Input rows:
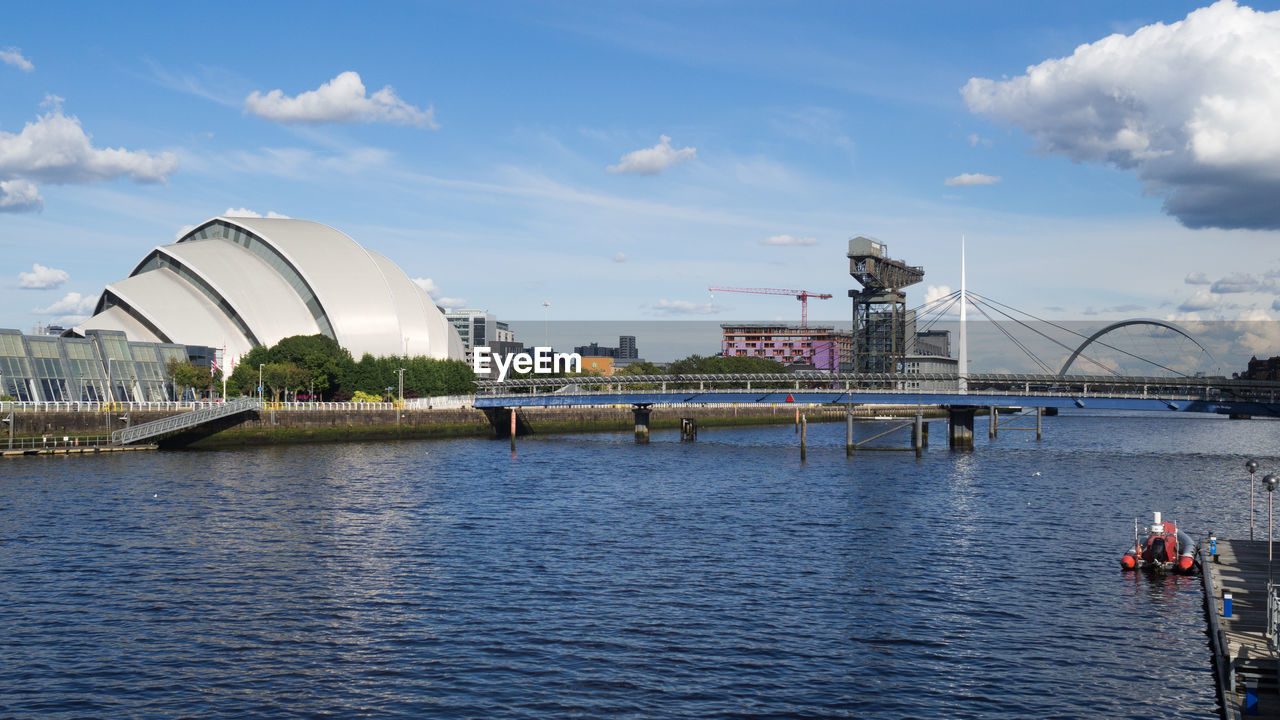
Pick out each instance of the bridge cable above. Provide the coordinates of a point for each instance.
(1014, 340)
(1051, 338)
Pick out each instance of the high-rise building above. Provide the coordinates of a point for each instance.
(627, 347)
(821, 346)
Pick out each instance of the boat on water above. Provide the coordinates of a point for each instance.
(1165, 548)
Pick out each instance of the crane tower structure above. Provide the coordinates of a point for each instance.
(801, 295)
(882, 326)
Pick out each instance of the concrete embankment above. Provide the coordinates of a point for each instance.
(298, 424)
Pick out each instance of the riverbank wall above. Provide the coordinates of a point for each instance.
(298, 424)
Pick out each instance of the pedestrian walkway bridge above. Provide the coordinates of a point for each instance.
(183, 422)
(1098, 392)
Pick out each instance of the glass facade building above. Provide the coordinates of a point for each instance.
(103, 365)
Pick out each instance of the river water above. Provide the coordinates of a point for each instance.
(589, 577)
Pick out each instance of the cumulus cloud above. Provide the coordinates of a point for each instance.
(341, 100)
(19, 196)
(71, 304)
(42, 278)
(936, 292)
(1235, 282)
(433, 290)
(1191, 106)
(1198, 302)
(247, 213)
(55, 149)
(428, 286)
(969, 180)
(653, 160)
(790, 240)
(13, 57)
(685, 308)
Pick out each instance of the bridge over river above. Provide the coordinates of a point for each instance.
(961, 396)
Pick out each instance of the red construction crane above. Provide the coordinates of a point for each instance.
(801, 295)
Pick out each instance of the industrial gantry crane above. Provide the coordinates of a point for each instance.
(801, 295)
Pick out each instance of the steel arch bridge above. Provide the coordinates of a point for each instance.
(1093, 337)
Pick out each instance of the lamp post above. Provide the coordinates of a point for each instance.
(1252, 466)
(547, 314)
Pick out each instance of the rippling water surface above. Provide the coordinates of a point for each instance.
(589, 577)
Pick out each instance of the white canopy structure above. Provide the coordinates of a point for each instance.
(238, 282)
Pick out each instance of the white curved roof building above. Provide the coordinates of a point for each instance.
(238, 282)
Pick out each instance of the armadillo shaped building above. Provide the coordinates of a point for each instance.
(238, 282)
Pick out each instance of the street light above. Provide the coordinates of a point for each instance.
(547, 314)
(1252, 466)
(1270, 482)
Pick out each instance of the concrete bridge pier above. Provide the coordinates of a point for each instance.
(960, 428)
(641, 414)
(688, 429)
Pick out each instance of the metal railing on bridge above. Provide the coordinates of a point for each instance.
(174, 423)
(906, 383)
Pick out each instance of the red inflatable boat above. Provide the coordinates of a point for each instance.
(1165, 548)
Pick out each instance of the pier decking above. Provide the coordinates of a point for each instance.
(1243, 659)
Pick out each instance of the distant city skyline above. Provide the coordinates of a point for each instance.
(617, 160)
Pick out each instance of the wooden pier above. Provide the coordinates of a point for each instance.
(1244, 662)
(74, 450)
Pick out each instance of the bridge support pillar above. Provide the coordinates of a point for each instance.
(960, 428)
(641, 414)
(688, 429)
(849, 431)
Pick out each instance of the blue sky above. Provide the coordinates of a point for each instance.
(616, 159)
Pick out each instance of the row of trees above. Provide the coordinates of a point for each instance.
(321, 369)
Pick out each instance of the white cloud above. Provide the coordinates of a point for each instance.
(1202, 300)
(1192, 106)
(936, 292)
(969, 180)
(247, 213)
(13, 57)
(71, 304)
(341, 100)
(428, 286)
(653, 160)
(55, 149)
(1235, 282)
(790, 240)
(19, 196)
(42, 278)
(685, 308)
(433, 290)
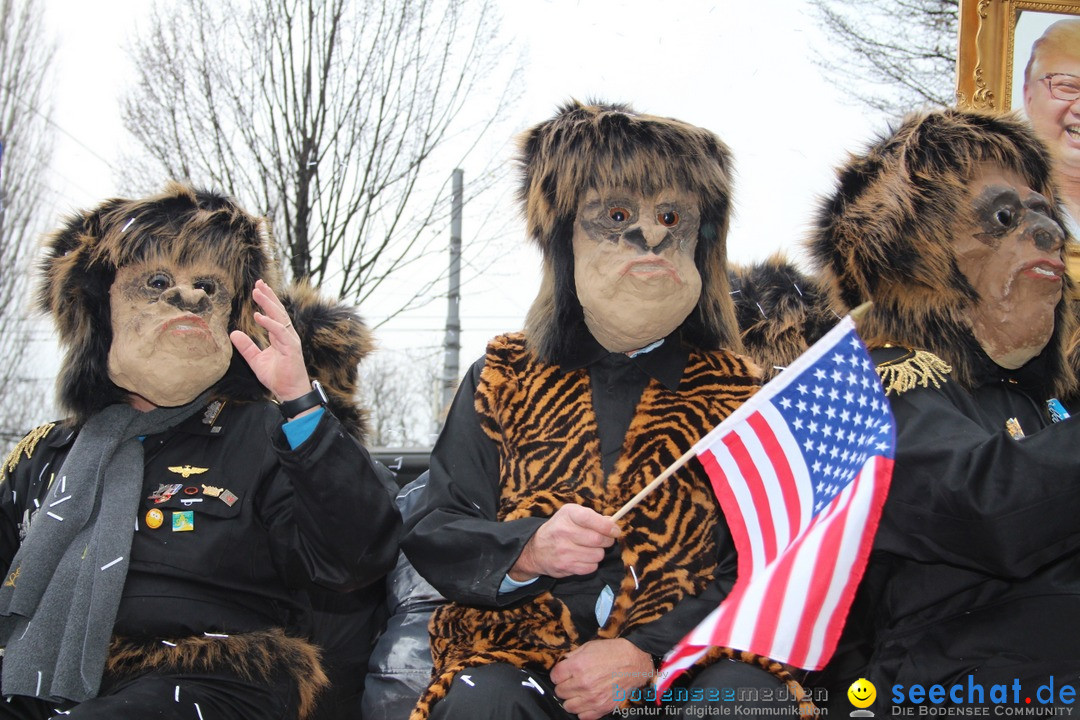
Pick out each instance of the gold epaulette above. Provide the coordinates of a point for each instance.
(26, 446)
(917, 368)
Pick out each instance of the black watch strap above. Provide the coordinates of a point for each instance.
(295, 407)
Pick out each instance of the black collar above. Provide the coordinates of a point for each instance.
(664, 364)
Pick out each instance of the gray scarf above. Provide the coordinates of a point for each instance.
(62, 593)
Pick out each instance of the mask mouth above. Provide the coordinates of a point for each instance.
(186, 324)
(650, 268)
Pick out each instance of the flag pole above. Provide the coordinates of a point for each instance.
(652, 486)
(855, 314)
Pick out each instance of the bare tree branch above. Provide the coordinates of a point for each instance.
(894, 55)
(26, 135)
(339, 119)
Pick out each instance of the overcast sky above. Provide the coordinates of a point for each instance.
(742, 69)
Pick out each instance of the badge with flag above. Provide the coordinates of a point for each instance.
(801, 471)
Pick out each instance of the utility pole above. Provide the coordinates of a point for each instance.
(451, 343)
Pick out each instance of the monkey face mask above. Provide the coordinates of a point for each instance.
(633, 265)
(1010, 250)
(170, 329)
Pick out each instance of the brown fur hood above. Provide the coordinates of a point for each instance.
(781, 311)
(80, 262)
(885, 235)
(595, 146)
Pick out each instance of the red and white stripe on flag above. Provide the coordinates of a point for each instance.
(801, 471)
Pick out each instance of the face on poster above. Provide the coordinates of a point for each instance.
(1029, 27)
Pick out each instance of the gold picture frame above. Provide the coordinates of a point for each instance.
(991, 31)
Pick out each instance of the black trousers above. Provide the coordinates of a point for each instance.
(501, 691)
(170, 696)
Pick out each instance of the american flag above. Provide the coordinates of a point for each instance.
(801, 471)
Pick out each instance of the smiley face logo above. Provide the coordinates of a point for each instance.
(862, 693)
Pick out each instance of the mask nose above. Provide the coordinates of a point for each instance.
(649, 238)
(1045, 233)
(188, 299)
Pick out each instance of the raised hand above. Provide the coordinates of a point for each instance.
(280, 365)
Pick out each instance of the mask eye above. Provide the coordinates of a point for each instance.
(669, 219)
(207, 286)
(159, 281)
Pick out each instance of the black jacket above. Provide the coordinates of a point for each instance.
(252, 528)
(975, 568)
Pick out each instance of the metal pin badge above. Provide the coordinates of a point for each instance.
(153, 518)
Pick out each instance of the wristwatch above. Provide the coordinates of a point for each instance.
(295, 407)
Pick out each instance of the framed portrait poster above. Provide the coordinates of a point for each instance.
(996, 39)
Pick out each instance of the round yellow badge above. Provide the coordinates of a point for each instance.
(153, 518)
(862, 693)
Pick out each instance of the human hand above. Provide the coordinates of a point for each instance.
(280, 365)
(570, 542)
(584, 680)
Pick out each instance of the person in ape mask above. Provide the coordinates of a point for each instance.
(630, 354)
(952, 226)
(162, 543)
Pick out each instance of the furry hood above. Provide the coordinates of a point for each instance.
(781, 311)
(181, 223)
(593, 146)
(885, 234)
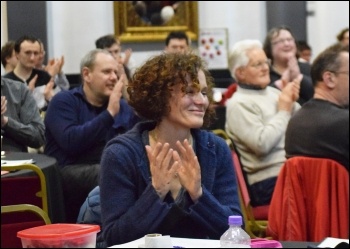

Exercise goal: How many lines in the rows above contain the string "badge"? Reply with the number alone.

Answer to this exercise: 3